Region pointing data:
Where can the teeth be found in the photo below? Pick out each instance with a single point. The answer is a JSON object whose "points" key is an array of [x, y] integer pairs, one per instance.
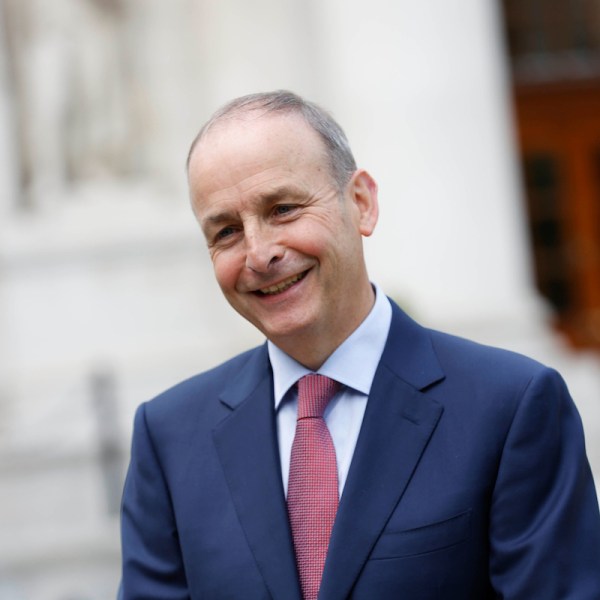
{"points": [[284, 285]]}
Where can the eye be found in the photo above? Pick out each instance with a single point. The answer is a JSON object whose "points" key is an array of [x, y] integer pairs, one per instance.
{"points": [[224, 234], [283, 209]]}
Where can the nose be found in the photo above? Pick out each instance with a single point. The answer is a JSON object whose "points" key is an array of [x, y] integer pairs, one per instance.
{"points": [[262, 249]]}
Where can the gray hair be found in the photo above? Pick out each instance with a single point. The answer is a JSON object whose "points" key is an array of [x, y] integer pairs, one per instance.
{"points": [[341, 160]]}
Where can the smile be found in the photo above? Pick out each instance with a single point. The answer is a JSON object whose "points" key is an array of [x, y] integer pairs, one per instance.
{"points": [[283, 285]]}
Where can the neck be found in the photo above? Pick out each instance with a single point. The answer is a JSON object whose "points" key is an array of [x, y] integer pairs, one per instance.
{"points": [[312, 349]]}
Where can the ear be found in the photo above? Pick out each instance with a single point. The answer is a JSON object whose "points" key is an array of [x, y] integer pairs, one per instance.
{"points": [[362, 189]]}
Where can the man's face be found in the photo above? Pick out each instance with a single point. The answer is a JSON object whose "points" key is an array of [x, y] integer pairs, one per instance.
{"points": [[285, 243]]}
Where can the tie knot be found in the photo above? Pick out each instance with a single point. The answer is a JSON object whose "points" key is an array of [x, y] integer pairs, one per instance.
{"points": [[314, 393]]}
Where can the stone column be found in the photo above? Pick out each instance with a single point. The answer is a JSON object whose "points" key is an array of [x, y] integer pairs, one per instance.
{"points": [[422, 90], [8, 147]]}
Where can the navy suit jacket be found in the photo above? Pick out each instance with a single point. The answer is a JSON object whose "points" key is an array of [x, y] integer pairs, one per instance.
{"points": [[469, 480]]}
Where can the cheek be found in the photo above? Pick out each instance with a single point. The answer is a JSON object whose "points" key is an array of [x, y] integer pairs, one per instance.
{"points": [[227, 269]]}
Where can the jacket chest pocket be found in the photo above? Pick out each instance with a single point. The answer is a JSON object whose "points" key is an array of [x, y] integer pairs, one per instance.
{"points": [[427, 538]]}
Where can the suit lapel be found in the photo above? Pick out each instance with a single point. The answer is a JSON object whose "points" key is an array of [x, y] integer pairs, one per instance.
{"points": [[398, 423], [246, 443]]}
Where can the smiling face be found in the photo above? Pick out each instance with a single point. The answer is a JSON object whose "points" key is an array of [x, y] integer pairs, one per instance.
{"points": [[285, 242]]}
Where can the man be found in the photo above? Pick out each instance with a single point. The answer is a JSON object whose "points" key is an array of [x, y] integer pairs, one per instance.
{"points": [[458, 471]]}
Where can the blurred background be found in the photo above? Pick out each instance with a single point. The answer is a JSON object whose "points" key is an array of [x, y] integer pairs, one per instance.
{"points": [[480, 119]]}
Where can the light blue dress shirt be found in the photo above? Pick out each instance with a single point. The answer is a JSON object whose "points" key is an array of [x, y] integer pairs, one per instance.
{"points": [[353, 364]]}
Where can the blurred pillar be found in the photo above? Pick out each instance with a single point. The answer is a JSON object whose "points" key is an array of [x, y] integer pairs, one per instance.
{"points": [[8, 149], [426, 89]]}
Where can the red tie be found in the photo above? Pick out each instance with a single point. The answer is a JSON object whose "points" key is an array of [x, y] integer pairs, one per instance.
{"points": [[313, 484]]}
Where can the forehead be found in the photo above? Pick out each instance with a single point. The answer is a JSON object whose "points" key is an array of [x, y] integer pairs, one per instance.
{"points": [[255, 140]]}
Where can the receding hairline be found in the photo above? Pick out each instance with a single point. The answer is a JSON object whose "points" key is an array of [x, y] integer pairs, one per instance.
{"points": [[282, 102]]}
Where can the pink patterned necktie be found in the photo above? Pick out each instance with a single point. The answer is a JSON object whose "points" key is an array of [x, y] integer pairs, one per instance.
{"points": [[313, 483]]}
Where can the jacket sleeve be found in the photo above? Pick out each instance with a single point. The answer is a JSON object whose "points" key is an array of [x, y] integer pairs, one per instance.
{"points": [[544, 521], [152, 565]]}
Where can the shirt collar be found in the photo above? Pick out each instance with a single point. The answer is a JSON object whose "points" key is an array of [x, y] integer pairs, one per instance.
{"points": [[353, 363]]}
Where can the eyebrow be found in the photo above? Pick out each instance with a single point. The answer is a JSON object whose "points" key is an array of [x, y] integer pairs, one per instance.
{"points": [[264, 200]]}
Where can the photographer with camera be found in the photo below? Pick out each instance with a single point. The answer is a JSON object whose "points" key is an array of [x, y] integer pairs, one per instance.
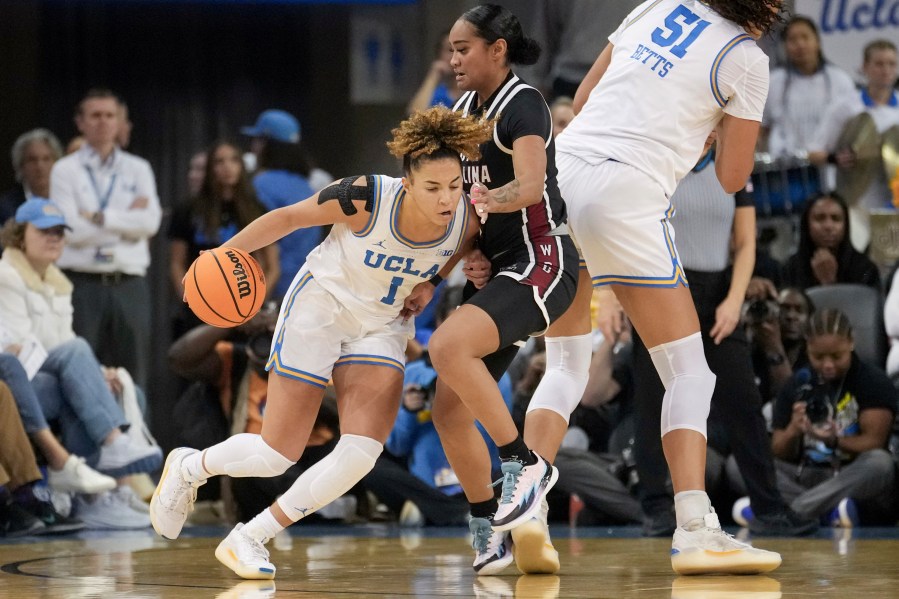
{"points": [[835, 418], [777, 334]]}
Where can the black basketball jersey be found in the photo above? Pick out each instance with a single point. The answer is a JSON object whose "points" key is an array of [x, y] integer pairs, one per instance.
{"points": [[522, 111]]}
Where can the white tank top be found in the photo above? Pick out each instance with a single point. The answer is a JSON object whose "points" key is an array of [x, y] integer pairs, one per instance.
{"points": [[373, 271], [677, 67]]}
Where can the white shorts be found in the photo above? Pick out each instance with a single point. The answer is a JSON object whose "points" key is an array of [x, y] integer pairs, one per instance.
{"points": [[316, 333], [619, 216]]}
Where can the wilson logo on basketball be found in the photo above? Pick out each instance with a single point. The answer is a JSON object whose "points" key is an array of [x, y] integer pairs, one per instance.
{"points": [[240, 273]]}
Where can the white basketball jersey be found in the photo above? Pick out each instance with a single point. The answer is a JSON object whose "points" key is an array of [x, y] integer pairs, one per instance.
{"points": [[677, 67], [373, 271]]}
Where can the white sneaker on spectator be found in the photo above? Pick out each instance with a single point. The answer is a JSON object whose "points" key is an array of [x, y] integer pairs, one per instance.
{"points": [[77, 477], [245, 556], [492, 551], [109, 510], [533, 549], [127, 495], [701, 547], [123, 456], [175, 495]]}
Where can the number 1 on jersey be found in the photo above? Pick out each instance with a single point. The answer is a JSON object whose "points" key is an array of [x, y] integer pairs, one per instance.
{"points": [[395, 283], [676, 30]]}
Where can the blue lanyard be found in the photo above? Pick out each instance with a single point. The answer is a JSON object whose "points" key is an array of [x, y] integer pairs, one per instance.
{"points": [[104, 198]]}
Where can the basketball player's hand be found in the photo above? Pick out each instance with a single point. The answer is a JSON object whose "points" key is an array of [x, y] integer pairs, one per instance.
{"points": [[111, 376], [417, 300], [710, 141], [727, 317], [610, 317], [479, 197], [477, 268], [824, 266], [799, 423]]}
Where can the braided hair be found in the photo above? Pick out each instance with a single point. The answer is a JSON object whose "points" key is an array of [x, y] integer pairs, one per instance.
{"points": [[439, 133], [828, 321], [750, 14]]}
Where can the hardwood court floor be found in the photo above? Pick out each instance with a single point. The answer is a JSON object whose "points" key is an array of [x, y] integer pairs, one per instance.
{"points": [[375, 561]]}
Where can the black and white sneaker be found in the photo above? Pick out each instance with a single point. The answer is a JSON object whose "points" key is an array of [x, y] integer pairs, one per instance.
{"points": [[524, 488], [492, 550]]}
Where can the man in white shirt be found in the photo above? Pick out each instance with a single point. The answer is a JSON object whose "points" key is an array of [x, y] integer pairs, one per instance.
{"points": [[109, 199]]}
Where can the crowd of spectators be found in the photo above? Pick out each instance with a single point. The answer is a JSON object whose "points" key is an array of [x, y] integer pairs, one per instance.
{"points": [[805, 405]]}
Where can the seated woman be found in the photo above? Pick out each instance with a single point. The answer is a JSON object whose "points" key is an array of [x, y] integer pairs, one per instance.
{"points": [[66, 473], [24, 508], [36, 306], [835, 417], [825, 255]]}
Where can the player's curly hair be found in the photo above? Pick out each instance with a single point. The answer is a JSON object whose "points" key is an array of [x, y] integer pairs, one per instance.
{"points": [[439, 133], [750, 14]]}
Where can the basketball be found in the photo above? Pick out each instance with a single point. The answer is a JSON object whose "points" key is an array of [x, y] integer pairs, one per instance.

How to complete this task. Output exactly, and only, the lines running from the one that contains "Where can the man in" through the last line of the entries above.

Written solution.
Where can the man in white shirt be found in the photo above? Pick out each instance with a single point. The answer is a JSON object whose "points" key is an array of [x, y] integer pairs, one per instance.
{"points": [[109, 199]]}
Where can the crowd of spectators be found in the photo above? Pick out each instance with a single point. The answer is a JSON object whose "points" key is an array of [x, y] integer pairs, one per instance.
{"points": [[805, 405]]}
Where can the seated woman be found in the photo above? Pick out each instance with a single point. The answer is a JSON object whose "points" key is an array of [x, y] integer pairs, one per instance.
{"points": [[66, 473], [24, 508], [36, 306], [835, 417], [825, 255]]}
Where can the player's curly hair be found in the photo above? Pick out each instance with a single point. The answer is a JSON object whose "points" key is an array of [x, y] integer pairs, one per instance.
{"points": [[439, 133], [750, 14]]}
Where can the basketball be found in the photo above? Pick out each instance with a single point. The answer is a JSON object whose "points" key is an array of [x, y] integer pairs, one per instance.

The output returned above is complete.